Para o elenco, não há nada que a atriz e, agora, diretora poderia ter feito a mais. “Era uma alegria e animação, todos os festivais que íamos, levávamos o título. Mas, no fundo, eu já esperava, porque Leandra é muito perfeccionista como atriz e como diretora não seria diferente. Quando ela nos pediu para fazer, fiquei feliz e lisonjeada por uma artista tão nova se interessar por uma causa como essa. Foram nove anos de captação para o filme devido à idade dela e o tema travesti. Agora, estamos pensando em voltar com o espetáculo e mudar o nome para Divina divas #aspremiadas, porque nós ganhamos muitos prêmios”, brinca a atriz Jane di Castro que faz parte do elenco assim como Rogéria, Divina Valéria, Camille K, Fujika de Halliday, Eloína dos Leopardos, Marquesa e Brigitte de Búzios.
A dificuldade de captação foi tão grande que a equipe decidiu organizar o famoso crowdfunding, ou seja, uma vaquinha para arrecadar fundos para o filme. “O documentário discute a identidade de gênero, provoca e transcende os estereótipos. Levantamos uma bandeira que acabou sendo muito presente. Tivemos muita dificuldade de captação e, por isso, fizemos um crowdfunding que foi muito importante não apenas para o resultado final, mas para mostrar à sociedade que este é um tema que precisa ser debatido. Foi importante discutir o motivo da falta de investimento privado”, critica a diretora.
Se o preconceito ainda precisa ser discutido, hoje em dia, na época que as artistas iniciaram as apresentações o clima era muito pior. “Para as travestis que estão começando, ver esse filme é uma aula. Elas vão saber o que passamos para que pudessem viver em um paraíso se comparado a minha época. Nós seguramos a bandeira LGBT. Até nossas fotos eram censuradas e nós não tínhamos a quem recorrer como hoje. Existiam locais certos para sairmos”, lamenta Jane di Castro.
No início do espetáculo, em 1966, as artistas ainda não se vestiam de mulher em seu dia a dia. O vestuário foi mudando com o tempo. “A primeira vez que me vesti foi em Paris, em 1969. Não andávamos na rua vestidas assim. Nessa época, a ditadura já tinha começado e nós sofremos muito. Quando saíamos do espetáculo, íamos animar uma boate. No meio do caminho, a polícia implicava e nos obrigava a lavar o rosto e tirar a peruca. Mesmo com toda essa negação, tive a coragem de pedir ao avô da Leandra para ceder o teatro”, informa Eloína dos Leopardos.
O teatro Rival foi o começo de tudo. Américo Leal foi o único que abriu as portas do espaço para que as mulheres pudessem mostrar seu show. “O Rival é tão importante que se tornou um personagem no filme”, afirma Leandra. Foi naquele local onde a jovem cresceu e virou amiga do grupo de atrizes. “Além de contar o universo delas, falo da minha infância, é um filme de fã. Eu queria mostrar meu ponto de vista sobre essas mulheres, pois fui criada no meio delas e tenho um olhar privilegiado de confiança. Às vezes, as pessoas me perguntavam ‘Quando você era criança achava que a Rogéria era o que?’, eu respondia que achava que ela era a Rogéria. Não tinha essa questão”, complementa a diretora.
------------
Tarefa proposta A >> Reproduza sem nenhuma alteração as linhas da listagem que vão da linha que contém "the brass instrument" até o final da listagem, com as duas extremidades incluídas.
O trecho da página e a listagem são materiais independentes entre si.

Listagem de dados >>
------------
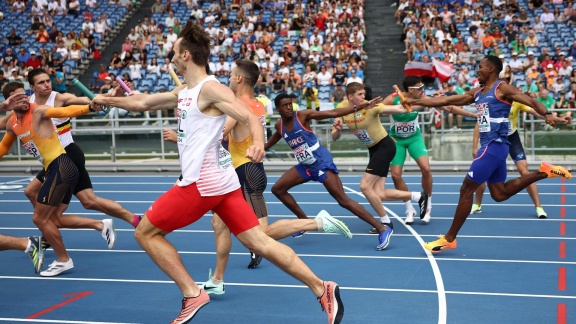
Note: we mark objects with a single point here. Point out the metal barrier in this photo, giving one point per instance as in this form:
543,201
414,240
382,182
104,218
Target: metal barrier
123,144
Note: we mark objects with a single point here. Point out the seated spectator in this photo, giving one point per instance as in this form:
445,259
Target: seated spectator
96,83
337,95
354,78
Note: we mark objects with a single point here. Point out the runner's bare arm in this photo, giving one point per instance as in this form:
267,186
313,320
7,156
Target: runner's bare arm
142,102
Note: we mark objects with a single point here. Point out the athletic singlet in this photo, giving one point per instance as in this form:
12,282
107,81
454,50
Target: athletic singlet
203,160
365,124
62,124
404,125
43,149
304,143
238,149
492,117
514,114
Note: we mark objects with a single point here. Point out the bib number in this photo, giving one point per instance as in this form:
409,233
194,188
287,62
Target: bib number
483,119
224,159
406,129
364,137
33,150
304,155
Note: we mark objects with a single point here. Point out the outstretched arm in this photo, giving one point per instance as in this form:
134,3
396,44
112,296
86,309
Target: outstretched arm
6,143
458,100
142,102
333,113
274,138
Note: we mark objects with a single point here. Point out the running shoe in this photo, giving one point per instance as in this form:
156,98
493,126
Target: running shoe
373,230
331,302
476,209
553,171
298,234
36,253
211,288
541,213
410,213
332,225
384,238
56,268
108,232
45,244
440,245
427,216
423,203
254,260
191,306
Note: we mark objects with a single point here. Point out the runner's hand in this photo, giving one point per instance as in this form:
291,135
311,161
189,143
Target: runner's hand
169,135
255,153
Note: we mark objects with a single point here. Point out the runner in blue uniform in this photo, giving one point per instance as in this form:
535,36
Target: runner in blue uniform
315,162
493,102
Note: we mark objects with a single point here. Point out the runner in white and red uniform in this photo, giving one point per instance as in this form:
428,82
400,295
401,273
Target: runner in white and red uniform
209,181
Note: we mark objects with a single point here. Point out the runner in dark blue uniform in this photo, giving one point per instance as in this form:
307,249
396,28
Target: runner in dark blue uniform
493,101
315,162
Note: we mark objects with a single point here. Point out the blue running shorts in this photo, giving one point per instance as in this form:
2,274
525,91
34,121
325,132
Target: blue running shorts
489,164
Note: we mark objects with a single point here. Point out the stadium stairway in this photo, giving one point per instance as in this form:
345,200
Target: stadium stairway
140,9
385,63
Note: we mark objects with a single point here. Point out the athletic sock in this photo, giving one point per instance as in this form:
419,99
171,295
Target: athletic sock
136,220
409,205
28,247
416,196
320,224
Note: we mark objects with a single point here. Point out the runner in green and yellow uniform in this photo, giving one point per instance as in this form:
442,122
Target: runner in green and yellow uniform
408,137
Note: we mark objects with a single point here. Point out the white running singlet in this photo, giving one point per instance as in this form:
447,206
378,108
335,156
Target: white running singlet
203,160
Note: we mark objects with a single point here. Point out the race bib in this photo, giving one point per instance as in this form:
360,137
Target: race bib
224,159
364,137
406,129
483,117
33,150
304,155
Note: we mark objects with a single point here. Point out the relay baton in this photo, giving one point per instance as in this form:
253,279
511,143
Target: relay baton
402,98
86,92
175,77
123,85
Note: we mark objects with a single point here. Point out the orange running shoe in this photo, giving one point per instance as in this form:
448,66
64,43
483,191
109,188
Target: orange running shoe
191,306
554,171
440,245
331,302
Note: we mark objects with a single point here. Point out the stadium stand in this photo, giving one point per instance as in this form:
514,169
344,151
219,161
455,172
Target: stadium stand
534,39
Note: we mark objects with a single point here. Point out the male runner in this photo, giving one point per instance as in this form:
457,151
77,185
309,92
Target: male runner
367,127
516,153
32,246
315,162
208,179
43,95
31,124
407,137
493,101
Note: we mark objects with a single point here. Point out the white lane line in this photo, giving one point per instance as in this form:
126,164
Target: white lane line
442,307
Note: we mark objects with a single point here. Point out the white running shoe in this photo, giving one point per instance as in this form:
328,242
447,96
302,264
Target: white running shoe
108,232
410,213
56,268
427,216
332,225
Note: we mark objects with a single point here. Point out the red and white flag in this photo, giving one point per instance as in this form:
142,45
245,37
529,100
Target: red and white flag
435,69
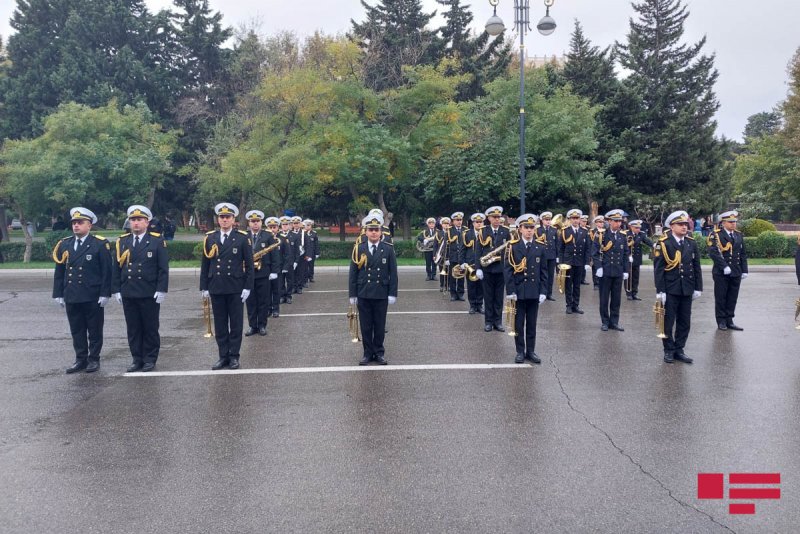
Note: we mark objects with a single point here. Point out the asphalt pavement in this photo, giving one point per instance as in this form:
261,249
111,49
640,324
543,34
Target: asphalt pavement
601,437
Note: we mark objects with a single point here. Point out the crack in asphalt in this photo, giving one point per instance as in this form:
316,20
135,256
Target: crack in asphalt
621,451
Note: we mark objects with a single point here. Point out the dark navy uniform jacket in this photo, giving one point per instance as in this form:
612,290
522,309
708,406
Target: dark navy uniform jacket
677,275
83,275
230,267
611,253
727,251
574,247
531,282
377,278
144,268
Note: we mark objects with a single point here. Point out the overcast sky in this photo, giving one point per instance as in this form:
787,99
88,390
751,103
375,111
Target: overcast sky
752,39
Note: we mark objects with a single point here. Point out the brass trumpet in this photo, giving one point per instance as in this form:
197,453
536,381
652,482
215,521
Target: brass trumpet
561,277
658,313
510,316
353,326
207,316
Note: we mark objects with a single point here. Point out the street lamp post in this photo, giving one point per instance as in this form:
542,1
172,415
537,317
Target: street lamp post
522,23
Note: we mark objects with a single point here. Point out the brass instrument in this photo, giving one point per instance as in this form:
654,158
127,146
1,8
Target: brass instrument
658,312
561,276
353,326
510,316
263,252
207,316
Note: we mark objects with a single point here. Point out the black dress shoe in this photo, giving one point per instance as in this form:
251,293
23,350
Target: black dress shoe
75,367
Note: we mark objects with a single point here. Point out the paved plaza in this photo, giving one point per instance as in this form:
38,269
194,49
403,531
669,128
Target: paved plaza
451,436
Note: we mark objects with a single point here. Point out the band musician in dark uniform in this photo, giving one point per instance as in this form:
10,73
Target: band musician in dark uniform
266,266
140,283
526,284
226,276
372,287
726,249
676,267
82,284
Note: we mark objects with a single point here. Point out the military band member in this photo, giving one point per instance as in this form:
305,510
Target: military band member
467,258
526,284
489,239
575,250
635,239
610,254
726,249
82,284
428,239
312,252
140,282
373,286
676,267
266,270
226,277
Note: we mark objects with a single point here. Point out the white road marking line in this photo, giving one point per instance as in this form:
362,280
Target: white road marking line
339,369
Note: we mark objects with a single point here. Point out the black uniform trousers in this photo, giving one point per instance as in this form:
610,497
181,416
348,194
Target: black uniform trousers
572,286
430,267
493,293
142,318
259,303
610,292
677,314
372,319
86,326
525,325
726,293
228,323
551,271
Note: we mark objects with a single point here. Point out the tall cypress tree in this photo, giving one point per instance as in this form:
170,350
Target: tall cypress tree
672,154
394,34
------------
Tarefa proposta B >> De acordo com o trecho da página, em que cidade e em que ano Eloína dos Leopardos se vestiu de mulher pela primeira vez?

Resposta correta A >>
Note: we mark objects with a single point here. Point out the brass instrument in this photo, giving one point per instance as in this form:
654,158
127,146
1,8
Target: brass instrument
658,312
561,276
353,326
510,316
263,252
207,316
Note: we mark objects with a single point here. Point out the black dress shoe in this photo, giving one point per instance as in this form:
251,293
23,350
Target: black dress shoe
75,367
Note: we mark objects with a single point here. Point out the paved plaza in this photo, giving one point per instance as in this form:
38,269
194,49
403,531
669,128
Target: paved plaza
451,436
Note: we mark objects with a single point here. Point out the band musician in dark uniform in this photo, giving one point per instance as in this form:
10,73
Target: band musician in dark uniform
266,266
140,283
526,284
226,276
372,287
726,249
676,267
82,284
Note: we mark objects with a single point here. Point out the military band member in this photo, giving one point per instance as in this form:
305,510
Target: military band member
467,258
526,284
489,239
575,250
635,239
610,254
726,249
82,284
428,239
312,252
140,282
373,286
676,267
266,270
226,277
Note: we mark objects with a single point here. Point out the white road marking line in this photo, giving one point per instance as in this form:
362,280
Target: white road marking line
339,369
Note: we mark objects with a single point here. Point out the black uniform trousers in this photo, giving one point per instance as in this form:
610,497
181,416
348,194
Target: black uniform trousers
572,286
430,267
493,293
142,318
259,303
610,292
677,314
372,319
86,326
525,325
726,293
228,323
551,271
Note: we mark objects with a single point here. Point out the tall cypress tree in this photo, giving one point per instance as in this form:
170,350
Target: tall cypress tree
672,154
394,34

Resposta correta B >> Em Paris, em 1969.